What to do: Pick out each line in the listing below that contains the word "blue", and copy those lines.

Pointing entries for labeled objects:
--
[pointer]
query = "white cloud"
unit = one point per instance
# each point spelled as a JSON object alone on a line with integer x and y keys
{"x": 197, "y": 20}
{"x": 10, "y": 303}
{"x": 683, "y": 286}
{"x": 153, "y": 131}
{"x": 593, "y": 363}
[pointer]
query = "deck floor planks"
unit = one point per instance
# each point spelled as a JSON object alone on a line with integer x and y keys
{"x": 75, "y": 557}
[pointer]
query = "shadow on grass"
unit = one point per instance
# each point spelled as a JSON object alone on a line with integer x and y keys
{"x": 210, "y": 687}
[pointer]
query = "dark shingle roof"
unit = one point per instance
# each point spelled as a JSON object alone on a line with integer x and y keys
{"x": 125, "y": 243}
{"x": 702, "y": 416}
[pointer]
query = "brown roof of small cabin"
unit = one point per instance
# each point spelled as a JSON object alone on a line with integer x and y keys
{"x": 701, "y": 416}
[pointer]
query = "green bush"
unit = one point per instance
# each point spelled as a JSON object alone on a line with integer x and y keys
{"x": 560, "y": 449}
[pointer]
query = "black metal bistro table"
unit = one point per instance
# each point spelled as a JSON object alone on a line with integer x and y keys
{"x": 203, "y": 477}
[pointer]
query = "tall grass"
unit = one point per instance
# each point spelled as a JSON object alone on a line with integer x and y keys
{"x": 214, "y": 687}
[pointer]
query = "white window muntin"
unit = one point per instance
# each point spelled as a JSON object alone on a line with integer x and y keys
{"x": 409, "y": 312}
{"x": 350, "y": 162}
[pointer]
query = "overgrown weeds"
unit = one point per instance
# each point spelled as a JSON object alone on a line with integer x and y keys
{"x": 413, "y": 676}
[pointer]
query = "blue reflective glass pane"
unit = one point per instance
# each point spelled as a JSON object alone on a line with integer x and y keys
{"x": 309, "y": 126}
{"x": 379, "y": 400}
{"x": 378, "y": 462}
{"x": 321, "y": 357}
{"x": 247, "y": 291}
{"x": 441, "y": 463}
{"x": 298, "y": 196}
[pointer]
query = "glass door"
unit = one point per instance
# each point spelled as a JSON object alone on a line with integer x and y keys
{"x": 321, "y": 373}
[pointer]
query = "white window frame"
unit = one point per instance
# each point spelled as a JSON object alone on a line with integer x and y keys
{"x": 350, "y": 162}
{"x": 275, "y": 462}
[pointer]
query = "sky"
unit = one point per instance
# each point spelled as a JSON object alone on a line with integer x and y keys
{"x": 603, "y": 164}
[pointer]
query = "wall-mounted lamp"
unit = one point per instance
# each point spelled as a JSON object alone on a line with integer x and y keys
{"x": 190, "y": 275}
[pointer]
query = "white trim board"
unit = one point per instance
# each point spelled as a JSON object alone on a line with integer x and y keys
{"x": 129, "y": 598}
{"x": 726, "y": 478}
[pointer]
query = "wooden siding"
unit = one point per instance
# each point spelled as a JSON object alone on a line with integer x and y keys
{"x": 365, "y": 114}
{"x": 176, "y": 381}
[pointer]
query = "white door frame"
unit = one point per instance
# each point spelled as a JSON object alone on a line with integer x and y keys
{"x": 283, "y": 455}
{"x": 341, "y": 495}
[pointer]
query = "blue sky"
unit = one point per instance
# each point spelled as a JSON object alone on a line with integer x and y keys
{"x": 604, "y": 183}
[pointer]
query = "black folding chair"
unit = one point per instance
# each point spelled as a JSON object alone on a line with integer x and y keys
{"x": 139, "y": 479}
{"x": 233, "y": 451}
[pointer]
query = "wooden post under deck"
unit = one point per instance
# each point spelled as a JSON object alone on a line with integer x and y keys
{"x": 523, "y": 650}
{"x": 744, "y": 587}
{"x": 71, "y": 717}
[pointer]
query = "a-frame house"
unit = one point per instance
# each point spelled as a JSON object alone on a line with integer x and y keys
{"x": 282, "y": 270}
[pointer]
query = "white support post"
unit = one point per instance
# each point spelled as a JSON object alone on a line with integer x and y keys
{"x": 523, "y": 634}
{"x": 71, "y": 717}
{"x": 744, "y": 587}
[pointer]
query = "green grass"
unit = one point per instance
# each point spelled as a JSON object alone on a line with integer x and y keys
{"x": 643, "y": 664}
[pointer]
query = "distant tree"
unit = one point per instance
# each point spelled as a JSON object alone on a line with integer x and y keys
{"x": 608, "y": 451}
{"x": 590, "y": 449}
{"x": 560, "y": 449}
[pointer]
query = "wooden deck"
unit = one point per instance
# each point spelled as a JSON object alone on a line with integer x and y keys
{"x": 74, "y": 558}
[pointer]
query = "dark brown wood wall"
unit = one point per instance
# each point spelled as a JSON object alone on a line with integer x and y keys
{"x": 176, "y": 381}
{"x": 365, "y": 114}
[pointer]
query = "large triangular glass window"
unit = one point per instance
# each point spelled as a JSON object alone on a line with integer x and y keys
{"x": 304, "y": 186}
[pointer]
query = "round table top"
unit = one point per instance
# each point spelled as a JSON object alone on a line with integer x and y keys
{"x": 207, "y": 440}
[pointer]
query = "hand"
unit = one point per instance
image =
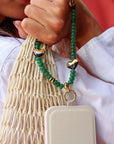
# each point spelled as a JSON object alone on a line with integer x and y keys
{"x": 50, "y": 21}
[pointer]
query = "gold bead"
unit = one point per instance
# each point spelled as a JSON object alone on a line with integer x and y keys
{"x": 52, "y": 79}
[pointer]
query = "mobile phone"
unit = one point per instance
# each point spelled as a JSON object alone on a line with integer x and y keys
{"x": 70, "y": 125}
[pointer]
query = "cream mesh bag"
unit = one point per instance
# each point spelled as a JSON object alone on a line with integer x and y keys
{"x": 28, "y": 97}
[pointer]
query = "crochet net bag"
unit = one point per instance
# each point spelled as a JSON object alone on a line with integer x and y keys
{"x": 29, "y": 94}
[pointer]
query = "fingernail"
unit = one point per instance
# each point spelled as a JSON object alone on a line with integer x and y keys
{"x": 16, "y": 24}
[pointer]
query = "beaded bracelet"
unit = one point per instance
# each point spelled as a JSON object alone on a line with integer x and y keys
{"x": 72, "y": 64}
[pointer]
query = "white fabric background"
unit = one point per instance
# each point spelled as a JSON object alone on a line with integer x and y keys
{"x": 94, "y": 83}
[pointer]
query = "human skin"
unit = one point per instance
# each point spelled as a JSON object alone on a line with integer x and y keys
{"x": 13, "y": 8}
{"x": 50, "y": 20}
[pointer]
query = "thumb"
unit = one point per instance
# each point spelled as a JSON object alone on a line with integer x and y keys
{"x": 21, "y": 32}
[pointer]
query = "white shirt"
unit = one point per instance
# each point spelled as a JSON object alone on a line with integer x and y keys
{"x": 94, "y": 82}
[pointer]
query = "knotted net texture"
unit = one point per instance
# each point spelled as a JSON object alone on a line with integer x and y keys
{"x": 29, "y": 95}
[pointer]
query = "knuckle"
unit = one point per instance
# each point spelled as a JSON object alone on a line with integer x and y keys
{"x": 58, "y": 25}
{"x": 24, "y": 23}
{"x": 58, "y": 11}
{"x": 27, "y": 10}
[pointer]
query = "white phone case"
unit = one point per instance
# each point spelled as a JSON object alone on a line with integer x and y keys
{"x": 70, "y": 125}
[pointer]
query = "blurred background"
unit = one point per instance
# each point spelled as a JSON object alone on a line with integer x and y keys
{"x": 103, "y": 11}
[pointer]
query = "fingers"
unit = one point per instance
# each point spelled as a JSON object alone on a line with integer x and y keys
{"x": 44, "y": 18}
{"x": 21, "y": 31}
{"x": 37, "y": 30}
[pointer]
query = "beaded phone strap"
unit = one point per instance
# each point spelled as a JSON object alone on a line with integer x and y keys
{"x": 72, "y": 64}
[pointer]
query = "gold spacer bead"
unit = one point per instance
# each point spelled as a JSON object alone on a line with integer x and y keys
{"x": 67, "y": 86}
{"x": 52, "y": 79}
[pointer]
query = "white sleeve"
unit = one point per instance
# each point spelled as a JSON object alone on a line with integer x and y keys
{"x": 94, "y": 83}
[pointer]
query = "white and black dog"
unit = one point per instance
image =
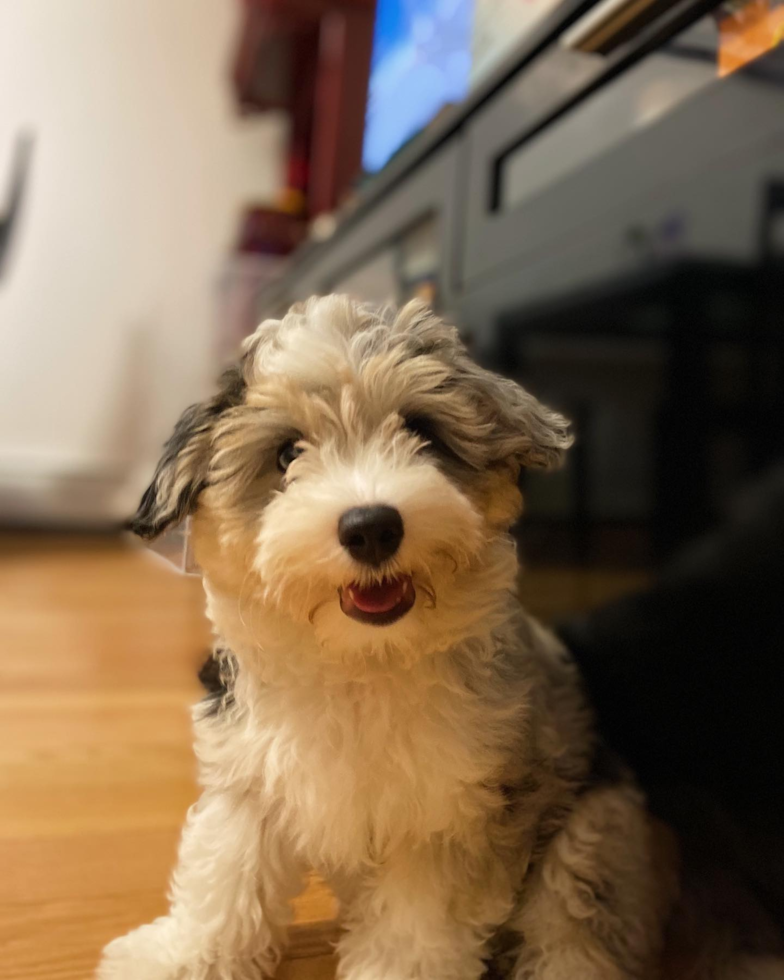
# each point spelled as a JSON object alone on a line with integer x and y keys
{"x": 392, "y": 717}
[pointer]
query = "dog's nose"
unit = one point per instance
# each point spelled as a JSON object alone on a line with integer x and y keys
{"x": 371, "y": 534}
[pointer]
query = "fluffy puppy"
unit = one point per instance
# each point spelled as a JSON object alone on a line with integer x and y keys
{"x": 391, "y": 716}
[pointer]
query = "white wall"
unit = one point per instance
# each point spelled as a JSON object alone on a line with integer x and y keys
{"x": 140, "y": 167}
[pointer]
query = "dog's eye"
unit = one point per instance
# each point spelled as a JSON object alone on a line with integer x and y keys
{"x": 420, "y": 425}
{"x": 287, "y": 453}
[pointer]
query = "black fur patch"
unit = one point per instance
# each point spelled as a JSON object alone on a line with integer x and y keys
{"x": 152, "y": 518}
{"x": 218, "y": 682}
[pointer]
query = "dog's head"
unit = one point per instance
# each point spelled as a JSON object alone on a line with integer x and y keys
{"x": 354, "y": 480}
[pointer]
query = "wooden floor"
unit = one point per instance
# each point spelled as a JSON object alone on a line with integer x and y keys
{"x": 99, "y": 647}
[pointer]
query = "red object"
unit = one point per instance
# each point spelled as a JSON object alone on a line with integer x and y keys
{"x": 270, "y": 232}
{"x": 311, "y": 58}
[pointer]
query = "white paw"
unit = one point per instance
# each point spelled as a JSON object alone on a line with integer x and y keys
{"x": 147, "y": 953}
{"x": 162, "y": 951}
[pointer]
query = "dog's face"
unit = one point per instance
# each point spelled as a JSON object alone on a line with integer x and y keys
{"x": 355, "y": 479}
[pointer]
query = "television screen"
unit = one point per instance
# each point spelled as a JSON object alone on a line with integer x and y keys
{"x": 421, "y": 62}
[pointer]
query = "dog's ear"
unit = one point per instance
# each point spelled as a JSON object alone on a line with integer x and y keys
{"x": 521, "y": 427}
{"x": 515, "y": 426}
{"x": 183, "y": 469}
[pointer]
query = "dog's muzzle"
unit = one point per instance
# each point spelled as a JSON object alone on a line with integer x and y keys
{"x": 371, "y": 535}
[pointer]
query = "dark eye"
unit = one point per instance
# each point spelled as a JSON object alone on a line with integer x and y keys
{"x": 287, "y": 453}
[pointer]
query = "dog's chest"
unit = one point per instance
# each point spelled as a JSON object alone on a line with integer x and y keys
{"x": 361, "y": 767}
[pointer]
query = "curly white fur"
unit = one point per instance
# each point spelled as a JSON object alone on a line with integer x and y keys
{"x": 438, "y": 770}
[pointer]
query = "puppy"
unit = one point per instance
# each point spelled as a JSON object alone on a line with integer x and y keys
{"x": 390, "y": 716}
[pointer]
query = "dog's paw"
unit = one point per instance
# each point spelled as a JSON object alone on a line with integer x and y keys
{"x": 161, "y": 951}
{"x": 147, "y": 953}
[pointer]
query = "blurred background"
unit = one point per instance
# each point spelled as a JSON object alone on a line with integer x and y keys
{"x": 592, "y": 190}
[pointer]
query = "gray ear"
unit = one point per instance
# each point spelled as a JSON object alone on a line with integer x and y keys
{"x": 514, "y": 424}
{"x": 522, "y": 427}
{"x": 183, "y": 469}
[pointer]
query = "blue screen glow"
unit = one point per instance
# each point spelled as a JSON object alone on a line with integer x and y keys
{"x": 421, "y": 62}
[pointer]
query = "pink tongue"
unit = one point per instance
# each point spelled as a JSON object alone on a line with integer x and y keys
{"x": 378, "y": 598}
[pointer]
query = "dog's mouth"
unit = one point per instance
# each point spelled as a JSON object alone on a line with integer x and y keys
{"x": 380, "y": 604}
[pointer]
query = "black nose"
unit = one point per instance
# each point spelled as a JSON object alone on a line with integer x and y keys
{"x": 371, "y": 534}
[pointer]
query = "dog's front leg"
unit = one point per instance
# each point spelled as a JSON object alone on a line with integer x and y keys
{"x": 426, "y": 914}
{"x": 229, "y": 901}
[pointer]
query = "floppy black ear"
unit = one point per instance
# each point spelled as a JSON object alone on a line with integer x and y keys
{"x": 183, "y": 469}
--
Correct output:
query = "blue reflective glass pane"
query = "blue sky"
query = "blue screen glow"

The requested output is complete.